TASKS:
1: In the excerpt on the semantic similarity matrix, what are the row and column names set to?
2: Copy the excerpt on the semantic similarity matrix from "The resulting semantic" to "matrix is symmetric)", swapping "symmetric" for "mirrored".

EXCERPT PROVIDED:
---
Cosine similarity yields values in the range \([0, 1]\), where higher values indicate greater semantic relatedness in embedding space. Because embeddings encode meaning beyond surface form, high similarity values can arise even when EDUs share few or no lexical items.

The resulting semantic similarity matrix \(S\) has the following properties:

  • Rows and columns correspond to EDUs from the same source text
  • \(S_{ij} = S_{ji}\) (the matrix is symmetric)
  • \(S_{ii} = 1\) (self‑similarity)
  • Off‑diagonal values encode graded semantic relatedness
  • The matrix is dense and continuous, reflecting probabilistic semantic associations rather than categorical links

Row and column names are set to EDU identifiers, allowing direct alignment with the activation state vector.

The SBERT‑based semantic similarity matrix is intended to approximate the reader’s semantic memory structure in a distributional sense. Embedding‑based similarity captures conceptual relatedness that support:

  • synonymy and paraphrase relations
  • bridging and predictive inferences
  • resonance between propositions with similar meanings
  • maintenance of topic‑level coherence despite variation in wording

In the model, this matrix supports landscape‑style semantic activation spreading whereby activation of one proposition partially reactivates other propositions that are semantically related at the level of meaning rather than surface form. Semantic spreading is implemented with a small weighting parameter ensuring that knowledge‑based resonance provides weak but persistent background support rather than dominating direct encoding or discourse‑structural integration mechanisms.
---
DATA LINES:
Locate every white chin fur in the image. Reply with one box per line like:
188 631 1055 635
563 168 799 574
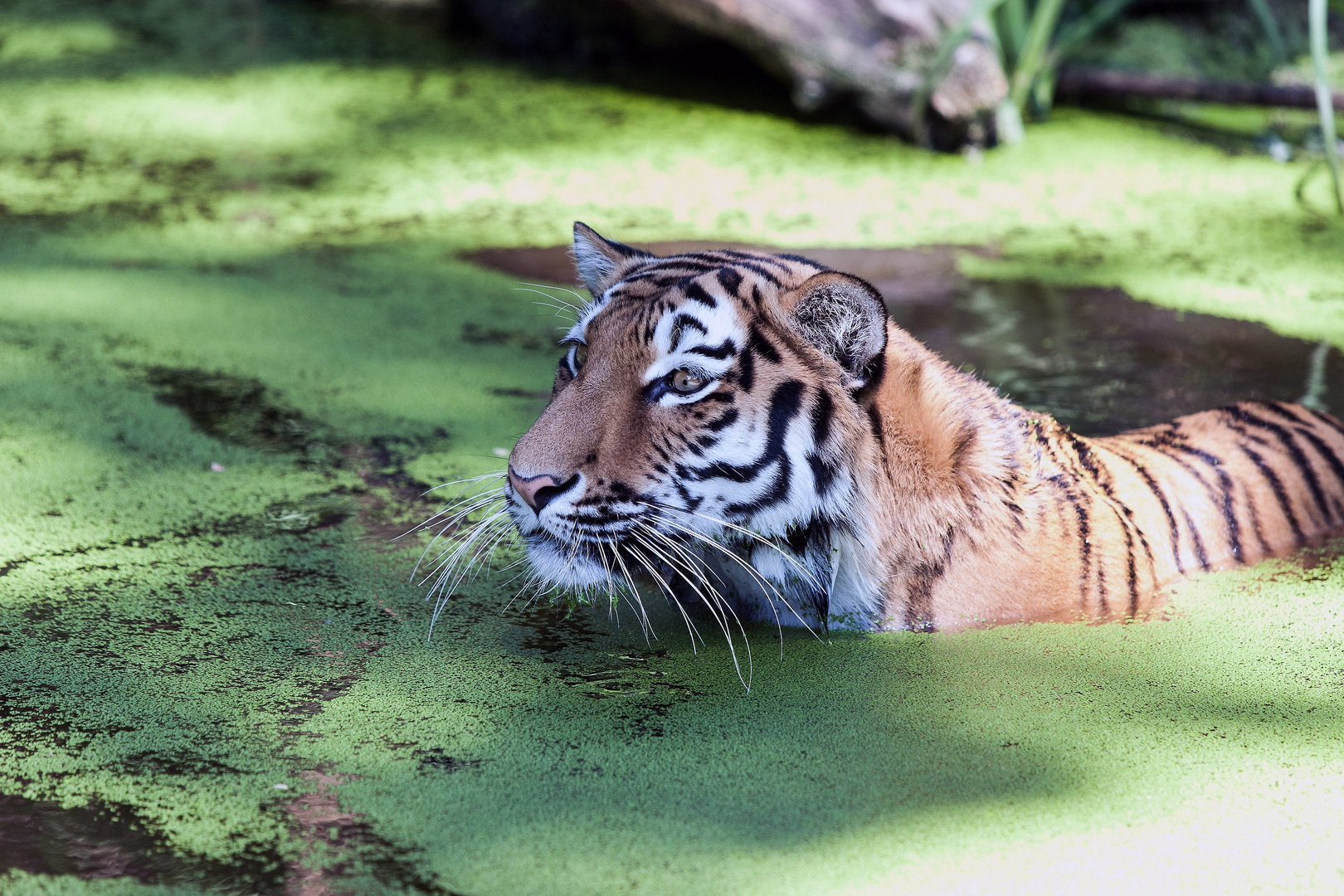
527 538 611 591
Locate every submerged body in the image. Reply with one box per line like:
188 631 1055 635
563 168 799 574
491 226 1344 631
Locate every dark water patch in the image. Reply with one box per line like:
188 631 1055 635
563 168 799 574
468 241 1344 436
266 493 358 534
505 601 600 660
462 323 555 352
0 796 285 896
416 747 490 774
891 282 1344 436
144 367 328 462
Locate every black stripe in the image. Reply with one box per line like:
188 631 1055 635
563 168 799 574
685 338 738 362
723 454 793 514
808 451 836 497
1153 425 1244 562
776 252 830 270
747 324 780 364
716 267 742 297
738 344 755 392
1261 404 1344 521
704 407 738 432
811 390 836 447
1180 508 1210 572
904 562 943 633
1240 445 1303 542
1223 404 1331 523
1112 449 1186 575
672 314 709 352
688 380 802 482
1066 432 1153 616
684 280 719 308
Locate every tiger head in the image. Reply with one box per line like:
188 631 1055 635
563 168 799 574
504 223 889 623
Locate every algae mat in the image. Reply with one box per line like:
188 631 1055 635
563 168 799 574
0 0 1344 894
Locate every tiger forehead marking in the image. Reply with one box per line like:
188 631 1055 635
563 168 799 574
436 224 1344 645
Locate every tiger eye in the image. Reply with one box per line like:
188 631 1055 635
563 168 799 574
670 367 709 392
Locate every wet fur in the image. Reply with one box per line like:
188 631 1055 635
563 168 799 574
438 224 1344 631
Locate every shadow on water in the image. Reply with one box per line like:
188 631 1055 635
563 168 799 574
0 796 285 896
468 241 1344 436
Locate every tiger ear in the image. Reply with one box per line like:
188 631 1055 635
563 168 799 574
574 221 653 298
781 271 887 390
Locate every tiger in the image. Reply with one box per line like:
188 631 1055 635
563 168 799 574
435 222 1344 633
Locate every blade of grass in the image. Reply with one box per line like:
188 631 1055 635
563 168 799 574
1008 0 1064 110
999 0 1026 71
1307 0 1344 215
911 0 1010 144
1045 0 1139 75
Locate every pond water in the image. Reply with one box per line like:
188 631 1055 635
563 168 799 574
0 794 284 896
468 241 1344 436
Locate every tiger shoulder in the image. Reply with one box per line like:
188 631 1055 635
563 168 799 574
484 224 1344 631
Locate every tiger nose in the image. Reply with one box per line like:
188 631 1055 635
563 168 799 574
508 464 579 514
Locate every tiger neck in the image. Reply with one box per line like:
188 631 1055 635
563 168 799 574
856 324 1030 580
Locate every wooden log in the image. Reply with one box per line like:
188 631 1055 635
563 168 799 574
624 0 1008 139
1055 69 1344 109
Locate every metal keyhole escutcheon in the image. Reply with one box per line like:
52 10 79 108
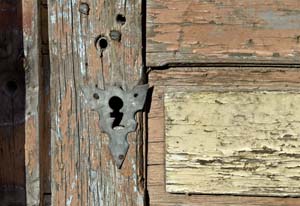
83 84 149 169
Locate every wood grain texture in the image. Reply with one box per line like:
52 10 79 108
0 0 25 198
21 0 43 205
164 91 300 196
147 0 300 66
147 67 300 206
40 0 51 205
48 0 144 206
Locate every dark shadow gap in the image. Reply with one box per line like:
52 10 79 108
0 0 26 206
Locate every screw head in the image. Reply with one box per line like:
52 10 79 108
79 2 90 15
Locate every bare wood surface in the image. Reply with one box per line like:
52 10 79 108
147 0 300 66
0 0 26 205
147 68 300 206
48 0 144 206
21 0 43 205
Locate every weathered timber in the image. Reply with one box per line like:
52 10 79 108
21 0 43 206
146 0 300 66
48 0 144 206
147 67 300 206
0 0 25 205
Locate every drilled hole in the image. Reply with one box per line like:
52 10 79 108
116 14 126 25
108 96 124 129
98 37 108 49
93 93 99 100
6 80 18 94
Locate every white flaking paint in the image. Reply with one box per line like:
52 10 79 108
165 92 300 196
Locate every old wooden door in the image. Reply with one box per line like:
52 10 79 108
0 0 300 206
146 0 300 206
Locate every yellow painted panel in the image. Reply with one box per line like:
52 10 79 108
165 92 300 196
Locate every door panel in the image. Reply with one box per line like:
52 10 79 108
146 0 300 66
147 67 300 206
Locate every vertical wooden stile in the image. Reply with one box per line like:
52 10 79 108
22 0 41 206
48 0 144 206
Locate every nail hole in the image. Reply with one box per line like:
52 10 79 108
6 80 18 94
98 37 108 49
93 93 99 99
108 96 124 129
116 14 126 25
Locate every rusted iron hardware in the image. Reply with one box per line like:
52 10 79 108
83 84 149 169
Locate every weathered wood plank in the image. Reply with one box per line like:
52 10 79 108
147 67 300 206
48 0 144 206
0 0 26 205
147 0 300 66
21 0 43 205
164 92 300 196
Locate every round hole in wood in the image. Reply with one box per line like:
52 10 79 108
116 14 126 25
5 80 18 95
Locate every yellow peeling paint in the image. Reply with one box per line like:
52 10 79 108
165 92 300 196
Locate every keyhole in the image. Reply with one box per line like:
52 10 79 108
109 96 124 129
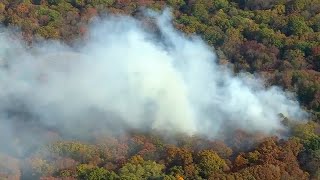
---
IN RESPONSE:
1: EDU identifiers

2:
The resulting semantic similarity matrix \(S\) has the following properties:

  • Rows and columns correspond to EDUs from the same source text
  • \(S_{ij} = S_{ji}\) (the matrix is mirrored)